### O que fazer
**A)** Enumere todos os tipos de investidores institucionais que o excerto sobre as obrigações da Caixa indica entre parênteses.
**B)** Prossiga o texto sobre as obrigações perpétuas da CGD a partir da última frase apresentada.

### Excerto fornecido
O que é que isto quer dizer? Em termos simples, significa que o Estado beneficia de uma grande proteção e sabe que não irá ver a dívida convertida em ações — significaria que a sua posição ficaria diluída. O que acontece caso a Caixa não consiga cumprir os rácios previstos? Perdas imediatas para os investidores, que podem vir a ser recuperadas em parte, mas são perdas. E o que é que isto implica? Maior risco, claro, e maior risco significa juros mais elevados.

“Vamos supor que existe um crash no mercado imobiliário dentro de alguns anos. Isso significaria que os ativos da Caixa iriam desvalorizar-se e, com isso, os rácios de capital iriam baixar. Aí, os investidores vão ter perdas, ou seja, esse risco está presente na mente dos investidores neste momento da subscrição”, explicou um especialista em mercado de dívida, ao Observador.

Apesar dessa cláusula, Paulo Macedo garantiu antes da operação que os “investidores, todos eles do tipo institucional (fundos de investimento, fundos de pensões, seguradoras, hedge funds), demonstraram profundo conhecimento acerca da CGD e do setor financeiro português, bem como um forte interesse na operação”. A procura foi, de facto, elevada — cerca de quatro vezes a oferta antes da hora de almoço — apesar das limitações que alguns investidores têm em investir em ativos tão arriscados. Mas a procura elevada não foi suficiente para baixar de forma mais significativa o juro a pagar — que foi fixado em 10,75%.

“São obrigações perpétuas vendidas a investidores institucionais, aquele que normalmente o PCP e o BE chamam fundos abutres. Se fosse feita por nós, PSD, levantavam-se todas as vozes a dizer: está em curso uma privatização encapotada, era o que os senhores diriam”. A acusação foi do líder da bancada parlamentar do PSD, Luís Montenegro, que acrescentou que esta é uma “privatização geringonçada” da CGD.

### Dados fornecidos
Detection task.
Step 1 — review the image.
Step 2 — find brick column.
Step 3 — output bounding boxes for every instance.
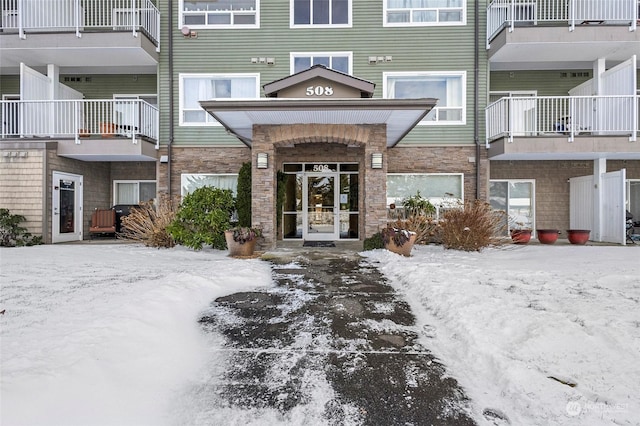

### Respostas finais
**A)** Fundos de investimento, fundos de pensões, seguradoras, hedge funds

**B)**
Na realidade, a tal cláusula que impede a conversão das obrigações em ações, que agrava o juro, impede que se possa falar em privatização da Caixa por causa desta operação. O que se pode dizer é que os benefícios do capital público que vai ser injetado na Caixa serão subtraídos pelos quase 100 milhões de euros de juros que serão… privatizados, ou seja, pagos a investidores privados.

Mas foi este o fruto da negociação com as autoridades europeias da concorrência, a chamada DGComp. O primeiro-ministro, António Costa, comentou que não deseja “a ninguém, sobretudo a alguém que seja meu amigo, que tenha de negociar com a DGComp”. Contudo, a entidade acabou por aceitar que uma emissão de dívida perpétua (sem data de reembolso prevista) de 500 milhões, mais 430 milhões, seja suficiente para demonstrar que a Caixa tem acesso ao mercado e que o Estado reforça no capital como um investidor privado o faria.

O que outro especialista em mercados financeiros sublinhou, em conversa com o Observador, é que com mais ou menos comparabilidade, o problema desta emissão é que poderá criar uma referência para outras emissões de outros bancos, que venham a ser feitas. Se outros bancos quiserem emitir dívida com estas características no mercado, os quase 11% pagos pela CGD serão sempre um valor que estará na mente dos investidores.